Mulcahy finally decided his partners were acting on their own, not for the agency, when they directed him to arrange for purchase of a Redeye ground-to-air missile for Gaddafi. Mulcahy feared Gaddafi might be planning to arm a Redeye with a nuclear warhead. Alarmed, he searched through his company's files, found documents he had never seen—and reported his findings to both the CIA and the FBI.

The documents, according to Hersh, disclose that Wilson and Terpil had set up a training program in Libya in "espionage, sabotage and general psychological warfare." It included a laboratory near Tripoli for making assassination bombs disguised as ashtrays, lamps or teakettles. An active CIA agent, Pat Loomis, allegedly helped induce some Green Berets training at Fort Bragg, N.C., to leave the Special Forces and join the Libyan operation as instructors.

Mulcahy also discovered that Terpil had provided arms, explosives and torture devices under a $3.2 million contract with Idi Amin Dada's brutal government in Uganda. Terpil had once bragged about testing a new poison on someone in Uganda whom he had no reason to kill He also told two New York City undercover police posing as arms buyers, ""If you're knocking off Americans, it will cost you 40% more.""

Fearing retaliation from his former partners after talking to federal investigators. Mulcahy went into hiding under assumed names. It took until April 1980, nearly four years after Mulcahy talked, for Wilson and Terpil to be finally charged with conspiring to sell explosives to Libya and to commit murder. Both are fugitives overseas and federal investigators believe they are still training terrorists in Tripoli. Their work pays well. They have bought more than $5 million worth of real estate in the U.S. and England.

Federal prosecutors contend that jurisdictional problems, lack of effective laws and the priority of other cases caused the long delay in following through on Mulcahy's information. But some Justice officials suggest that CIA agents had impeded faster action. One prosecutor told TIME, "When you deal with the CIA everything is done with a wink and a nod. And there was a lot of winking and nodding going on."

- - -

■ Task to carry out
Quote the passage of the article on Wilson and Terpil's dealings with Libya starting at "Mulcahy finally decided" and ending at "operation as instructors.".

■ Supplied information
- - -

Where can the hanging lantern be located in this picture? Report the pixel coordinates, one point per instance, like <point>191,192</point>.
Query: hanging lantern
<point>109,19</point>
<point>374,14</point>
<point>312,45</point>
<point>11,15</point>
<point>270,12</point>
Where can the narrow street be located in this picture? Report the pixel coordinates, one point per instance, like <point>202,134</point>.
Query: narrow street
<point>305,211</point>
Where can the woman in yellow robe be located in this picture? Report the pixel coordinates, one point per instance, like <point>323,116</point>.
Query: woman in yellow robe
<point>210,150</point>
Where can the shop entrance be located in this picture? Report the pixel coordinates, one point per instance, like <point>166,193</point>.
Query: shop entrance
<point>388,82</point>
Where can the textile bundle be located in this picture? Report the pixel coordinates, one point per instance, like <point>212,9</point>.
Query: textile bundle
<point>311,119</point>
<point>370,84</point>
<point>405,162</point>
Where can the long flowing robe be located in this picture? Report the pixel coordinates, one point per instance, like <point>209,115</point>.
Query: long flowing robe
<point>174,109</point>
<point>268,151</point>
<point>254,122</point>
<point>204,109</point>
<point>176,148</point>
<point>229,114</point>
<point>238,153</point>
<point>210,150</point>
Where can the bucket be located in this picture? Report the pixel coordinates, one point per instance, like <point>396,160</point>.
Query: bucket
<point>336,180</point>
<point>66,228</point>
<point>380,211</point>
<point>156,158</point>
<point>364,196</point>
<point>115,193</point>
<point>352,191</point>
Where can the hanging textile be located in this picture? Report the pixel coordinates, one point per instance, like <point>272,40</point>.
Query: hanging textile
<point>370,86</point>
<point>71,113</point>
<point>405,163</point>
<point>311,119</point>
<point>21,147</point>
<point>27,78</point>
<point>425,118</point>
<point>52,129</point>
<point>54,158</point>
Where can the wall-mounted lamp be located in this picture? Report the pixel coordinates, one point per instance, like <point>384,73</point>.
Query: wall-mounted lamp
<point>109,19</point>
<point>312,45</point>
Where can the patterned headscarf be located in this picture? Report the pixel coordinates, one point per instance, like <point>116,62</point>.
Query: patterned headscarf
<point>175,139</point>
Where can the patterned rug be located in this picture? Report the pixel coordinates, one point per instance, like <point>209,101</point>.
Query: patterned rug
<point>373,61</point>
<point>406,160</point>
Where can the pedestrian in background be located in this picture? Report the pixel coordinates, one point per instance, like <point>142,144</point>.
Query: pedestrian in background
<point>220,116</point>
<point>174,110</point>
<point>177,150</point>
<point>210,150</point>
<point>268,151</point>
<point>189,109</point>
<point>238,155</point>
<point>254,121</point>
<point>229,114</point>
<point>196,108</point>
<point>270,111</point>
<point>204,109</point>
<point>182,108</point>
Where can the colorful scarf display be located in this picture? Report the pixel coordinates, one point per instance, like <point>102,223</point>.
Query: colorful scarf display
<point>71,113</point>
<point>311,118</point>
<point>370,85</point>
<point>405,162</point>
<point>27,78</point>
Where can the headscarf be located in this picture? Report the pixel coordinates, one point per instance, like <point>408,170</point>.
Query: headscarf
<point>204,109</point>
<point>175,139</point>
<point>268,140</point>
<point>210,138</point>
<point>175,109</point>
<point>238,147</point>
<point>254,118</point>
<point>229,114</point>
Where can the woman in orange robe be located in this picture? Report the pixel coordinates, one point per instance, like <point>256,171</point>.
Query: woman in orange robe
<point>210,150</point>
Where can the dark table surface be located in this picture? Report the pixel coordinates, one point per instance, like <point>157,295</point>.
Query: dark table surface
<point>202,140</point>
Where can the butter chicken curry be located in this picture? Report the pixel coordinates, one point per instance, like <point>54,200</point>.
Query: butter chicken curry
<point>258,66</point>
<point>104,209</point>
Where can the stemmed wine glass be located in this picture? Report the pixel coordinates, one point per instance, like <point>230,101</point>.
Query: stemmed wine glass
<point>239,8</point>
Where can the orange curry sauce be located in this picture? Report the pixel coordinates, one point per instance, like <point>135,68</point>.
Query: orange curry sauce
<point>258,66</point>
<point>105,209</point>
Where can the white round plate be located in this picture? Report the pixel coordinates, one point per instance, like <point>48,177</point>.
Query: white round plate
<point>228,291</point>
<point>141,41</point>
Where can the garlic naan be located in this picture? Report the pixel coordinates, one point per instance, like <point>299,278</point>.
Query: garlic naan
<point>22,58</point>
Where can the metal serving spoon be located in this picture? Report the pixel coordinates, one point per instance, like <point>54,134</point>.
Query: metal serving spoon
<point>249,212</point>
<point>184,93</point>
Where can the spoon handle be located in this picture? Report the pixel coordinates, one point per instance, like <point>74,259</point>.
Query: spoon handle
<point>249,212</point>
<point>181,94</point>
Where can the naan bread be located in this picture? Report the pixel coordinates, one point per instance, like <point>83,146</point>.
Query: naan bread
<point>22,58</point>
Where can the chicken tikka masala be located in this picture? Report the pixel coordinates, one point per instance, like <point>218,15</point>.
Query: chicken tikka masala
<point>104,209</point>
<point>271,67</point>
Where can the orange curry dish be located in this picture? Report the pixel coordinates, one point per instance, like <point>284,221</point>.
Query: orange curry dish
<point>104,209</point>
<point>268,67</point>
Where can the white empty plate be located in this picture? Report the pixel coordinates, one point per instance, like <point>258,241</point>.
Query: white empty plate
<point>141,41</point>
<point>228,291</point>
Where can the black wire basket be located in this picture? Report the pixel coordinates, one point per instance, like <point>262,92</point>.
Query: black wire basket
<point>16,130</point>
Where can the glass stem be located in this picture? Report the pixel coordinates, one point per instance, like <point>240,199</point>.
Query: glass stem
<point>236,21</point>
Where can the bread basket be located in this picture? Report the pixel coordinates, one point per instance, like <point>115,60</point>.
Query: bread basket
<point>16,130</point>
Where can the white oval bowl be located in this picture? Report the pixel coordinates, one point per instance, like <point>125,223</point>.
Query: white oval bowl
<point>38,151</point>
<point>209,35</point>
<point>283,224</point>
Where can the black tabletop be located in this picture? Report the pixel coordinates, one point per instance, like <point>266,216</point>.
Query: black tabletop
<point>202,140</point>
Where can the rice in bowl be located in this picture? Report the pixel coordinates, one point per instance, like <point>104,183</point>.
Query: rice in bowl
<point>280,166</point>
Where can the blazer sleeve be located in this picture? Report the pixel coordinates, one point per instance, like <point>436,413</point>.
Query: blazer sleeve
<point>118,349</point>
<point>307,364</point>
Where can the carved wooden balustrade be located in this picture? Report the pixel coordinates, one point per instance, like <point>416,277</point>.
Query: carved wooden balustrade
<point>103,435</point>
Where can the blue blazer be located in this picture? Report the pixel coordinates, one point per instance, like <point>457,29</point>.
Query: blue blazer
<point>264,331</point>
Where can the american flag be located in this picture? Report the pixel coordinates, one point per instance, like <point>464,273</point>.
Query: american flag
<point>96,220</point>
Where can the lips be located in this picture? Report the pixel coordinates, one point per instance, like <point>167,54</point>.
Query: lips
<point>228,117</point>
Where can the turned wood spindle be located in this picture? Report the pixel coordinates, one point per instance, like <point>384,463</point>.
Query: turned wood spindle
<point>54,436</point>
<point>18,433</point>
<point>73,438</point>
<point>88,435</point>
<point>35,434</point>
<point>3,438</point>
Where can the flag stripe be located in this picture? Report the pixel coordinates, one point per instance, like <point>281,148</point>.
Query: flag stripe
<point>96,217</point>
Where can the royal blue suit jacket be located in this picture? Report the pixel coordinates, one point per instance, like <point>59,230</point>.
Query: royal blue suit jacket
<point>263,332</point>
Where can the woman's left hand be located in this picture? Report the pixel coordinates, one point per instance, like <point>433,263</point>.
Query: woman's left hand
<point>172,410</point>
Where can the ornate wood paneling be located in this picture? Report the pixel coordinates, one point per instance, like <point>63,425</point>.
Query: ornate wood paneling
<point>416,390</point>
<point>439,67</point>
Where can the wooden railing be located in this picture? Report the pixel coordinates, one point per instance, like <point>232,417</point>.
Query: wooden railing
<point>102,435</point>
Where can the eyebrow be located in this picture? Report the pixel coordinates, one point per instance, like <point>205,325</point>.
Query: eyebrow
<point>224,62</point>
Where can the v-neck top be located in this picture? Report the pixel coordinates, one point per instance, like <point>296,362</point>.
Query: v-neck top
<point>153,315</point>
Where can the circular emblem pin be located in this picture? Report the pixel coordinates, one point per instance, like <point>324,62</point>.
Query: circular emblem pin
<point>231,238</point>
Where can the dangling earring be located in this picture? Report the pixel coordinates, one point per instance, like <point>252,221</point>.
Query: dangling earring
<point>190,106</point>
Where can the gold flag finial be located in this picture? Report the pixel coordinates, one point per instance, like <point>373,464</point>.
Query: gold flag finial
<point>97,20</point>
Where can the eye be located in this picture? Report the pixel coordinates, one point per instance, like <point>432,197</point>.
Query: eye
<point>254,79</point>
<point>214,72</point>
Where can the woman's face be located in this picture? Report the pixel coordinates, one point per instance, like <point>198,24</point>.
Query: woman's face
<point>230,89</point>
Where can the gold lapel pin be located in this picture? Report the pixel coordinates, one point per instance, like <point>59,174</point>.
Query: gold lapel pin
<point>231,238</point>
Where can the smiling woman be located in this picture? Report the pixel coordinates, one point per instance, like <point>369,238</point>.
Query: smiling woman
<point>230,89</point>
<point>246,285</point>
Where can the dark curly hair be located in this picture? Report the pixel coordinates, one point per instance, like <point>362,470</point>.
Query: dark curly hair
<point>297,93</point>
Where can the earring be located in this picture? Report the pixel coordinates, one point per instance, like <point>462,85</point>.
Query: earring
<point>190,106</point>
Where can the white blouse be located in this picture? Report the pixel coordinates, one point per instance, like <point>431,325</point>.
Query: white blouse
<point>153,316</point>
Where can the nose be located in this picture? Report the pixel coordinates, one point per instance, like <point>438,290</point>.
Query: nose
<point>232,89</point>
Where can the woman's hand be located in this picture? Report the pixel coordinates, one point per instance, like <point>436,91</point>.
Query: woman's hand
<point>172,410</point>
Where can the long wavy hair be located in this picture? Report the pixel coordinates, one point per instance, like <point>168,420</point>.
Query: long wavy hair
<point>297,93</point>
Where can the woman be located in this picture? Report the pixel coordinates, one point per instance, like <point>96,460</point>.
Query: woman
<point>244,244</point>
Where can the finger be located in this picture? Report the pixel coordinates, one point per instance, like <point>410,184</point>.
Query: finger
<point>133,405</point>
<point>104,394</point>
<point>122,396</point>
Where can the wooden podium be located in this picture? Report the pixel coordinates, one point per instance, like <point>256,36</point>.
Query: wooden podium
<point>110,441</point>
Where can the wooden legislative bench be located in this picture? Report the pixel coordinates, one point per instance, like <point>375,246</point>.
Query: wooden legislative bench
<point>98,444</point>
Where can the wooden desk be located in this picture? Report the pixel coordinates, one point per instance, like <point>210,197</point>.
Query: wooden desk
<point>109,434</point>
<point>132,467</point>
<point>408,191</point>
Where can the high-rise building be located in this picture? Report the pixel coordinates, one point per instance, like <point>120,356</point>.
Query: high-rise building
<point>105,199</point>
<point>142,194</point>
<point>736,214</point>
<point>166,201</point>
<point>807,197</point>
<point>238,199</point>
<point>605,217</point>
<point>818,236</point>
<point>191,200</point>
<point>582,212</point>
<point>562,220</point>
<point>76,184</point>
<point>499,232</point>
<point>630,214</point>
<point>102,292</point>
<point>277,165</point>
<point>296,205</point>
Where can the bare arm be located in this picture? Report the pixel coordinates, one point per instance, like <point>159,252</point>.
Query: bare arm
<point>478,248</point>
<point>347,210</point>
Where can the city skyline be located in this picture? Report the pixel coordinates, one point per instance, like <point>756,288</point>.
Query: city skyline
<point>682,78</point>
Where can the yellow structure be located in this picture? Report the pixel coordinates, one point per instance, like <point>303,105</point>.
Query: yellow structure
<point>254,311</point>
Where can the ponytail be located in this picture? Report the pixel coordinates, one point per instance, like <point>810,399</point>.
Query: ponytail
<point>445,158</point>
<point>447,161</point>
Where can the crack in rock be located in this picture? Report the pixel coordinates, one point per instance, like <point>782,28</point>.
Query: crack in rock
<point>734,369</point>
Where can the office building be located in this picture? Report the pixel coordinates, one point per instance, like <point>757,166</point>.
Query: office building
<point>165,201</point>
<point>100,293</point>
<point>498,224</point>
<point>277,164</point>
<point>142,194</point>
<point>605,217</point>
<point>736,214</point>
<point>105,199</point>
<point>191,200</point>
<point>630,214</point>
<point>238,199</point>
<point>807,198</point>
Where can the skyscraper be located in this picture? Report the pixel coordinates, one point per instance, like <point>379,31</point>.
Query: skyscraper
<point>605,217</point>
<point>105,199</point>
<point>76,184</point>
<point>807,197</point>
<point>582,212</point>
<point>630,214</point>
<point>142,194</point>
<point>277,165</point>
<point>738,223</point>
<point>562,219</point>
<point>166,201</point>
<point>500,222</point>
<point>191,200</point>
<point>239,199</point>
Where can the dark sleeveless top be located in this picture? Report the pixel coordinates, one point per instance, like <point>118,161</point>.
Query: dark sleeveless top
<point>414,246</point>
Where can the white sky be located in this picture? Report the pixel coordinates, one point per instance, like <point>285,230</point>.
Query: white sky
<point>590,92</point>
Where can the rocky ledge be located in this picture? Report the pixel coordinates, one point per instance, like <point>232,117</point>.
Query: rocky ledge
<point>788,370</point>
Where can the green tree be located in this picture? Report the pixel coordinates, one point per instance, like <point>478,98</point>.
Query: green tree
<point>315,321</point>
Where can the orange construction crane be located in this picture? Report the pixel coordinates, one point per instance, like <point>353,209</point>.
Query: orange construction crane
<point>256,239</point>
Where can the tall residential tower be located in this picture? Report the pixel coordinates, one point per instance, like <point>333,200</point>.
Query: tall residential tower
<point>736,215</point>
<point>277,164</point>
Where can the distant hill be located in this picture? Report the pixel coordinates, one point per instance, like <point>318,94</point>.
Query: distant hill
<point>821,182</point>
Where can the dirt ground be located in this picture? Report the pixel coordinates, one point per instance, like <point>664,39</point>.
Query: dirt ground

- - -

■ Response below
Mulcahy finally decided his partners were acting on their own, not for the agency, when they directed him to arrange for purchase of a Redeye ground-to-air missile for Gaddafi. Mulcahy feared Gaddafi might be planning to arm a Redeye with a nuclear warhead. Alarmed, he searched through his company's files, found documents he had never seen—and reported his findings to both the CIA and the FBI.

The documents, according to Hersh, disclose that Wilson and Terpil had set up a training program in Libya in "espionage, sabotage and general psychological warfare." It included a laboratory near Tripoli for making assassination bombs disguised as ashtrays, lamps or teakettles. An active CIA agent, Pat Loomis, allegedly helped induce some Green Berets training at Fort Bragg, N.C., to leave the Special Forces and join the Libyan operation as instructors.